---------- Given information ----------

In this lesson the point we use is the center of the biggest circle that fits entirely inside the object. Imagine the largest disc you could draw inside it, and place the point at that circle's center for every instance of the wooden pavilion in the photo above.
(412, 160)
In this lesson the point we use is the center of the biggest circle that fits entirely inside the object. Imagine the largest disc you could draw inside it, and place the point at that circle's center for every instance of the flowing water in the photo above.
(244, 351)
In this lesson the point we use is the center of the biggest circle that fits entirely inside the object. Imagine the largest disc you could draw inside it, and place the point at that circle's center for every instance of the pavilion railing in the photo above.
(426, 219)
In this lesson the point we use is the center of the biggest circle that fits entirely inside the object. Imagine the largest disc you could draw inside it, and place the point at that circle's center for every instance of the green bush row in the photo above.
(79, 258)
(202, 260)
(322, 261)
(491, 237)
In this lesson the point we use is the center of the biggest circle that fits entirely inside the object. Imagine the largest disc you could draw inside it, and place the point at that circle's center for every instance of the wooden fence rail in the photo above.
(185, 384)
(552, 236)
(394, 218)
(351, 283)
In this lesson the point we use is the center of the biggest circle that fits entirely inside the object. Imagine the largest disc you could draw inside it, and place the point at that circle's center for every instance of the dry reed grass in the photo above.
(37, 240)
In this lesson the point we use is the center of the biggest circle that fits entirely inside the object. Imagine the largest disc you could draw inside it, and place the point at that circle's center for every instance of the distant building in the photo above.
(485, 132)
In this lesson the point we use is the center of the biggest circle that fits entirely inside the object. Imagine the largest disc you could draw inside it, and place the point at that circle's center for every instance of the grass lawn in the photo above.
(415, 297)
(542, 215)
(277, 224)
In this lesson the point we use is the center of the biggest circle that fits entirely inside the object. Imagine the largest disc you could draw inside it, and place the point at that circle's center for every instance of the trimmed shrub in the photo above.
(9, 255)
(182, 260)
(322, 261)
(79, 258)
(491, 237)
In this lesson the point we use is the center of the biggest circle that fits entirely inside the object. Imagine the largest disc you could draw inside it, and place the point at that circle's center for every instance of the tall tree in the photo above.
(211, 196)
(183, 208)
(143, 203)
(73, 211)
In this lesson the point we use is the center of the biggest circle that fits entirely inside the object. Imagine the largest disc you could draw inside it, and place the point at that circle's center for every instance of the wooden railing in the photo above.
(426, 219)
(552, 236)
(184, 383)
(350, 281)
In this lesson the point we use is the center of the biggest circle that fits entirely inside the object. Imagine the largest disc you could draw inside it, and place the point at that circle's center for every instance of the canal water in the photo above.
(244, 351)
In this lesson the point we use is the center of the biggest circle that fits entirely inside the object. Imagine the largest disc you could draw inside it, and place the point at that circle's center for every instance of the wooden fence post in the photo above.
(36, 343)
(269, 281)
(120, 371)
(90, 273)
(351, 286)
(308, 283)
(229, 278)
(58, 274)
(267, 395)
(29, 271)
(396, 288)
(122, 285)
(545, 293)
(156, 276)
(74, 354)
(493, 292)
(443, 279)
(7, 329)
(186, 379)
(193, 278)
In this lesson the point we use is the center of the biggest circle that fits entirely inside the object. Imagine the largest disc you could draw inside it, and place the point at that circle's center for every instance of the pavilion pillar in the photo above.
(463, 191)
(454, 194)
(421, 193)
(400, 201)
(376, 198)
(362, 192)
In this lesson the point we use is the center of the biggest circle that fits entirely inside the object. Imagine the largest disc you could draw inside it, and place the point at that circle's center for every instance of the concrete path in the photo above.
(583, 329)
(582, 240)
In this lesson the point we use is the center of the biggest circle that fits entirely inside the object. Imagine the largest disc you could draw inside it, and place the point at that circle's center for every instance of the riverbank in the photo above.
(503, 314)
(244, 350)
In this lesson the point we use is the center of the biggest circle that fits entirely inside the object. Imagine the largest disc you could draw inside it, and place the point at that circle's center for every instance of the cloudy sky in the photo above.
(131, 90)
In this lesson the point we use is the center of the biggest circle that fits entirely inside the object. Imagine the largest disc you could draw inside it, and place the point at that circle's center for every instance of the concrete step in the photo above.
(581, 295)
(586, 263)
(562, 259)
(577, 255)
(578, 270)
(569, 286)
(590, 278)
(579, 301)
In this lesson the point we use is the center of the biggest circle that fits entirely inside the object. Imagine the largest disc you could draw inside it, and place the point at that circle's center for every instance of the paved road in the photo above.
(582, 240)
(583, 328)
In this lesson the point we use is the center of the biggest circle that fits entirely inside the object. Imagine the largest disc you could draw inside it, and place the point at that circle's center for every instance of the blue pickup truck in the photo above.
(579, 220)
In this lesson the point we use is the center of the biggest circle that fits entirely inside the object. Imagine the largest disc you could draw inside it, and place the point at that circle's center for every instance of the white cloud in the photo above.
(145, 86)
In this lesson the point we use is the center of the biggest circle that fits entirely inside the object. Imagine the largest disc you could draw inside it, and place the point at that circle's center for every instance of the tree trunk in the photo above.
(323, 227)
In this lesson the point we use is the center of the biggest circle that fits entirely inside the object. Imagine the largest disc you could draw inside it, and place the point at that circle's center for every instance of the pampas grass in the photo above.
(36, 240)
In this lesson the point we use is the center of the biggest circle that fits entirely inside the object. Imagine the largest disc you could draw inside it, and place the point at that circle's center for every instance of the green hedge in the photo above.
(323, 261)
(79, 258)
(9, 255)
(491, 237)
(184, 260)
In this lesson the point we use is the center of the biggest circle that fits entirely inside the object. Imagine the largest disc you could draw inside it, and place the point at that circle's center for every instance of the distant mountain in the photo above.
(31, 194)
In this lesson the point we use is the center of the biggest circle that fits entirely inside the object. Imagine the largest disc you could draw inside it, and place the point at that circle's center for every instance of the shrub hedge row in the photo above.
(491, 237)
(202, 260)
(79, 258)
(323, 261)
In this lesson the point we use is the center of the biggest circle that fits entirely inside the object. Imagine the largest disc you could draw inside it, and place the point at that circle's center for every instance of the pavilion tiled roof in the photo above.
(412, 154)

----------

### Exercise goal
Quote every record above exactly.

### Answer to this task
In this lesson the point we use is the center of the biggest circle that fits entirely inside the object. Imagine the largest disc you could draw inside it, and place the point at that circle's center for every instance of the wooden pavilion in the photo above.
(412, 160)
In this lesson the point we use is the center of the biggest circle that fits entirely inside the object. Imagine the largest disc you could draw inside it, and place the point at that circle's center for every instance of the flowing water in the photo above.
(244, 351)
In this lesson the point we use is the center of the biggest circle that fits entirely inside the object. Imagine the largest disc you could draw inside it, and place the point at that circle's center for every instance of the pavilion railing in the photo above.
(426, 219)
In this lesson the point we use is the center of the biggest circle that fits entirely inside the object. Imagine the largest disc you could draw inside it, and place the point at that circle's center for every instance of the green bush row in the photo above.
(79, 258)
(202, 260)
(322, 261)
(491, 237)
In this lesson the point we use is the center of the biggest circle that fits entirely inside the object. Imagine the largest disc you could draw inside it, and place the point at that circle's center for every instance of the wooden fence rail in the photo above.
(185, 384)
(552, 236)
(394, 218)
(351, 283)
In this lesson the point we use is the center of the biggest circle that fits entirely inside the object. Imagine the largest disc you could draw inside it, and place the point at that circle's center for every instance of the dry reed grass in the photo above.
(37, 240)
In this lesson the point we use is the center of the biggest circle that fits entirely inside the object. Imagine the largest disc you could draw inside it, and place the point at that circle's center for every instance of the distant building in the photo above.
(485, 132)
In this lesson the point we use is the center of the biggest circle that fits entirely inside the object. Imagine the largest disc you could draw inside it, and place the point at that circle's center for every instance of the grass lawn in the photo above.
(415, 297)
(542, 215)
(277, 224)
In this lesson the point we use is the center of the biggest circle that fits entirely inside the object. Imagine the largest disc you could draw inside it, and place the point at that circle's center for every instance of the trimmed shrub in the photo above.
(9, 255)
(182, 260)
(322, 261)
(79, 258)
(491, 237)
In this lesson the point we use is the center of the biggest circle that fits entirely inside the object. Imagine the largest disc you could draw inside it, and place the point at that circle's center for every instance of the tall tree in the photo above.
(211, 196)
(183, 208)
(143, 203)
(73, 211)
In this lesson the point we use is the center of the biggest circle that fits entirely inside the object. Imagine the largest disc you could draw inside it, and place the point at that circle's center for every instance of the wooden railing in the photo above.
(426, 219)
(552, 236)
(184, 383)
(350, 281)
In this lesson the point we use is the center of the biggest circle that fits entirely inside the object. Imagine the largest disc you could draw inside it, and place the point at that circle's center for every instance of the canal water in the photo above.
(244, 351)
In this lesson the point we use is the center of the biggest circle that fits entirely inside the object. Imagine the largest disc you could draw inside it, and place the point at that circle's center for every instance of the wooden fence post in the photo above.
(36, 343)
(269, 281)
(120, 371)
(90, 273)
(351, 286)
(308, 283)
(229, 278)
(58, 274)
(267, 395)
(29, 271)
(396, 288)
(122, 285)
(545, 293)
(156, 276)
(74, 354)
(493, 292)
(443, 279)
(7, 329)
(186, 379)
(193, 278)
In this lesson the point we use is the center of the biggest circle that fits entirely inside the object. Imagine the largest disc you could draw inside it, and place the point at that circle's center for every instance of the pavilion pillar in the photo above.
(463, 191)
(454, 194)
(421, 193)
(400, 201)
(376, 198)
(362, 192)
In this lesson the point we use is the center of the biggest circle that fits entirely inside the object. Imagine the largest disc you could draw inside it, and place the point at that circle's center for every instance of the concrete path in the photo above.
(583, 329)
(582, 240)
In this lesson the point we use is the center of the biggest circle that fits entirely inside the object. Imagine the largest disc you could draw inside it, and place the point at that circle's center for every instance of the riverbank in the photo above.
(503, 314)
(244, 350)
In this lesson the point we use is the center of the biggest circle that fits entirely inside the object. Imagine the largest disc you could draw inside it, and place the point at that circle's center for every instance of the cloudy sky in the photo above.
(131, 90)
In this lesson the point we use is the center of the biggest circle that fits entirely inside the object. Imagine the largest disc you could draw inside it, and place the point at that circle's center for every instance of the concrete step in the photo above.
(581, 295)
(586, 263)
(562, 259)
(577, 255)
(578, 270)
(569, 286)
(590, 278)
(579, 301)
In this lesson the point we use is the center of the biggest circle that fits entirely inside the object. Imagine the largest disc you could draw inside it, and place the point at that circle's center for every instance of the paved road in the photo above.
(582, 240)
(583, 328)
In this lesson the point we use is the center of the biggest circle that fits entirely inside the object. Imagine the largest disc you could draw inside it, and place the point at that circle's center for every instance of the blue pickup truck in the photo above.
(579, 220)
In this lesson the point we use is the center of the biggest circle that fits entirely inside the object. Imagine the largest disc you could draw inside it, and place the point at that circle's center for every instance of the white cloud in the photo above.
(145, 86)
In this lesson the point we use is the center of the biggest circle that fits entirely inside the object. Imagine the largest disc you could draw inside it, and place the point at that circle's center for every instance of the tree trunk in the photo above.
(323, 227)
In this lesson the point we use is the center of the biggest circle that fits entirely inside the object. Imagine the largest disc you could draw inside it, and place the point at that circle's center for every instance of the pampas grass in the photo above.
(36, 240)
In this lesson the point we use is the center of the biggest circle that fits entirely inside the object. Imagine the largest disc you could draw inside it, and place the point at that circle's center for every instance of the green hedge in the photo above.
(323, 261)
(79, 258)
(9, 255)
(491, 237)
(184, 260)
In this lesson the point we use is the center of the biggest circle that fits entirely inside the object. Imagine the largest disc you could draw inside it, and place the point at that circle's center for every instance of the distant mountain in the photo above.
(31, 194)
In this lesson the point we use is the center of the biggest circle that fits entirely inside the object. Imagine the largest disc you could draw inside it, and place the point at that circle's center for every instance of the shrub hedge row in the photo above.
(491, 237)
(202, 260)
(79, 258)
(323, 261)
In this lesson the point we use is the center of the biggest circle that fits entirely inside the object. Imagine the largest disc you could draw inside it, and place the point at that circle's center for every instance of the pavilion tiled roof in the photo above.
(412, 154)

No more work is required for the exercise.